Records from a dataset
........

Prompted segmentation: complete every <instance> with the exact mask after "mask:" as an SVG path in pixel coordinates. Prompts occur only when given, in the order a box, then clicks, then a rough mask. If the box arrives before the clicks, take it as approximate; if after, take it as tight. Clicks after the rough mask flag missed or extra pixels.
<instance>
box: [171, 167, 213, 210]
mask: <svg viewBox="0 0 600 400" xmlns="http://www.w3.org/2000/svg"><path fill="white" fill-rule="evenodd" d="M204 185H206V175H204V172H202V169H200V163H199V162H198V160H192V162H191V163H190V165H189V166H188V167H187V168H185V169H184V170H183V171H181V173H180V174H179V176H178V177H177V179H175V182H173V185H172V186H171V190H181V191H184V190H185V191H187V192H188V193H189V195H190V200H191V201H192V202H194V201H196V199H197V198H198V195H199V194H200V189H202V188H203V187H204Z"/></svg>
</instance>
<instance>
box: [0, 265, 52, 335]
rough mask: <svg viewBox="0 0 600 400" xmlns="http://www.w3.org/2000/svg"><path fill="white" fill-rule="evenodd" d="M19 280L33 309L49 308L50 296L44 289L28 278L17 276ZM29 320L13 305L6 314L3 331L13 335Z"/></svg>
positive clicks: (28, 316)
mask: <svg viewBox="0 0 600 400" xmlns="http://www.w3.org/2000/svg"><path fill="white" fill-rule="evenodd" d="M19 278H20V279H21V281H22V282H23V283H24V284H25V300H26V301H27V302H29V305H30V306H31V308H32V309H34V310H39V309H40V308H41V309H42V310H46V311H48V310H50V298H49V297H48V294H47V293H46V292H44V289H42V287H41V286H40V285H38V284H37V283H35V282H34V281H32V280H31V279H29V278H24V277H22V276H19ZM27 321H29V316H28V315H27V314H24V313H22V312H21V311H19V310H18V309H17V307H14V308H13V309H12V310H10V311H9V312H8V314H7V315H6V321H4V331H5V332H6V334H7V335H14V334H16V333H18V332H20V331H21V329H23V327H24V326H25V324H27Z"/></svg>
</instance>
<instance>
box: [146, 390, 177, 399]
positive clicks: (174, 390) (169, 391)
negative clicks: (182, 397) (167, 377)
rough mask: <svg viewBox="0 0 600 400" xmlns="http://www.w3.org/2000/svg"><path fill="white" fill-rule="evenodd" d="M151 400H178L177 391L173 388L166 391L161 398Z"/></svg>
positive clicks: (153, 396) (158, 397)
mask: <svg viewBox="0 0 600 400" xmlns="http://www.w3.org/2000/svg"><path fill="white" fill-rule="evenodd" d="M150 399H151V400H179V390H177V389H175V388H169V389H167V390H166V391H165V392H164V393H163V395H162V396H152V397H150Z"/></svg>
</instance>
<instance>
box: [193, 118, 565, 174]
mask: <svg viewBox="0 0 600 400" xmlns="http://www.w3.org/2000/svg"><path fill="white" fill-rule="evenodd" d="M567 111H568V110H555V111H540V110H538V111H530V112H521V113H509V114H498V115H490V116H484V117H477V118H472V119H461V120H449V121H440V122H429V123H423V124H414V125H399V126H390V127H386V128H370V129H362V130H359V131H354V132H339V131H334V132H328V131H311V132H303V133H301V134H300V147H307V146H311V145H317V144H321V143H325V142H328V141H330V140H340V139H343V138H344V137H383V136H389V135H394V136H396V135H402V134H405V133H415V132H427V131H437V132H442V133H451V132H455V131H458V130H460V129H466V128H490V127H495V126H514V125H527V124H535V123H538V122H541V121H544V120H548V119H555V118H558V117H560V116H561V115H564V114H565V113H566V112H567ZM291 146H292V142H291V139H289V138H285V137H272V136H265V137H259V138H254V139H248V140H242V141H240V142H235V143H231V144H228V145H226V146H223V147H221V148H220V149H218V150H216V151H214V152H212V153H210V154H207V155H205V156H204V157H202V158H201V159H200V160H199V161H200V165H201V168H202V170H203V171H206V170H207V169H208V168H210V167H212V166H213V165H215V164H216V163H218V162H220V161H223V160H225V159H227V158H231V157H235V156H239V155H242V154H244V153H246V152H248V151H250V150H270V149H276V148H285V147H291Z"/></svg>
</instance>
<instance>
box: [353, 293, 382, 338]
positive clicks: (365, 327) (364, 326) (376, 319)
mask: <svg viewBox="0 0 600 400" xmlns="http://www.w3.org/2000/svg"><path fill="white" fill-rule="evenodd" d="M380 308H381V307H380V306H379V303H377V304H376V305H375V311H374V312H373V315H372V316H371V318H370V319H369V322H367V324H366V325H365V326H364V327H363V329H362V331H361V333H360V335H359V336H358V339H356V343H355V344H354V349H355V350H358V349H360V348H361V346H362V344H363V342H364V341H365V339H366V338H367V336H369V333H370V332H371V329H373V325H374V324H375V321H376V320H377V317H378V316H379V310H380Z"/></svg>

........

REQUIREMENT
What is needed here is an exact copy of all the records above.

YOUR RESPONSE
Prompted segmentation: complete every <instance> with the exact mask after "mask:" as an SVG path in pixel coordinates. Prompts occur only when given, in the order a box, then clicks, then a rough mask. If the box arrives before the clicks, take it as approximate; if after, take it as tight. Clicks after the rough mask flag missed or extra pixels.
<instance>
box: [171, 167, 213, 210]
mask: <svg viewBox="0 0 600 400" xmlns="http://www.w3.org/2000/svg"><path fill="white" fill-rule="evenodd" d="M204 185H206V175H204V172H202V169H200V163H199V162H198V160H192V162H191V163H190V165H189V166H188V167H187V168H185V169H184V170H183V171H181V173H180V174H179V176H178V177H177V179H175V182H173V185H172V186H171V190H181V191H184V190H185V191H187V192H188V193H189V195H190V200H191V201H192V202H194V201H196V199H197V198H198V195H199V194H200V189H202V188H203V187H204Z"/></svg>
</instance>
<instance>
box: [0, 265, 52, 335]
rough mask: <svg viewBox="0 0 600 400" xmlns="http://www.w3.org/2000/svg"><path fill="white" fill-rule="evenodd" d="M19 280L33 309L49 308L50 296L44 289L28 278L17 276ZM29 320L13 305L6 314L3 331L13 335Z"/></svg>
positive clicks: (28, 316)
mask: <svg viewBox="0 0 600 400" xmlns="http://www.w3.org/2000/svg"><path fill="white" fill-rule="evenodd" d="M19 278H20V279H21V281H22V282H23V283H24V284H25V300H26V301H27V302H29V305H30V306H31V308H32V309H34V310H39V309H40V308H41V309H42V310H46V311H48V310H50V298H49V297H48V294H47V293H46V292H44V289H42V287H41V286H40V285H38V284H37V283H35V282H34V281H32V280H31V279H29V278H24V277H22V276H19ZM27 321H29V316H28V315H27V314H24V313H22V312H21V311H19V310H18V309H17V307H14V308H13V309H12V310H10V311H9V312H8V314H7V315H6V321H4V331H5V332H6V334H7V335H14V334H16V333H18V332H20V331H21V329H23V327H24V326H25V324H27Z"/></svg>
</instance>
<instance>
box: [146, 390, 177, 399]
positive clicks: (174, 390) (169, 391)
negative clicks: (182, 397) (167, 377)
rough mask: <svg viewBox="0 0 600 400" xmlns="http://www.w3.org/2000/svg"><path fill="white" fill-rule="evenodd" d="M151 400H178L177 391L173 388L166 391L161 398Z"/></svg>
positive clicks: (153, 396) (158, 397)
mask: <svg viewBox="0 0 600 400" xmlns="http://www.w3.org/2000/svg"><path fill="white" fill-rule="evenodd" d="M150 399H151V400H179V390H177V389H175V388H169V389H167V390H166V391H165V392H164V393H163V395H162V396H152V397H150Z"/></svg>
</instance>
<instance>
box: [193, 118, 565, 174]
mask: <svg viewBox="0 0 600 400" xmlns="http://www.w3.org/2000/svg"><path fill="white" fill-rule="evenodd" d="M567 111H568V110H555V111H540V110H538V111H530V112H521V113H509V114H498V115H490V116H484V117H477V118H472V119H461V120H449V121H440V122H429V123H423V124H414V125H399V126H390V127H386V128H370V129H362V130H359V131H354V132H339V131H334V132H328V131H311V132H303V133H301V134H300V147H307V146H311V145H317V144H321V143H325V142H328V141H330V140H340V139H343V138H344V137H383V136H389V135H394V136H396V135H402V134H405V133H415V132H427V131H437V132H442V133H451V132H455V131H458V130H460V129H466V128H490V127H495V126H514V125H527V124H535V123H538V122H541V121H544V120H548V119H555V118H558V117H560V116H561V115H564V114H565V113H566V112H567ZM291 146H292V142H291V139H289V138H285V137H272V136H265V137H259V138H254V139H248V140H242V141H240V142H235V143H231V144H228V145H226V146H223V147H221V148H220V149H218V150H216V151H214V152H212V153H210V154H207V155H205V156H204V157H202V158H201V159H200V160H199V161H200V165H201V168H202V170H203V171H206V170H207V169H208V168H210V167H212V166H213V165H215V164H216V163H218V162H220V161H223V160H225V159H227V158H231V157H235V156H239V155H242V154H244V153H246V152H248V151H250V150H270V149H276V148H285V147H291Z"/></svg>
</instance>
<instance>
box: [353, 293, 382, 338]
positive clicks: (365, 327) (364, 326) (376, 319)
mask: <svg viewBox="0 0 600 400" xmlns="http://www.w3.org/2000/svg"><path fill="white" fill-rule="evenodd" d="M380 308H381V307H380V306H379V303H377V304H376V305H375V311H374V312H373V315H372V316H371V318H370V319H369V322H367V324H366V325H365V326H364V327H363V329H362V331H361V333H360V335H359V336H358V339H356V343H355V344H354V349H355V350H358V349H360V348H361V346H362V344H363V342H364V341H365V339H366V338H367V336H369V333H370V332H371V329H373V325H374V324H375V321H376V320H377V317H378V316H379V310H380Z"/></svg>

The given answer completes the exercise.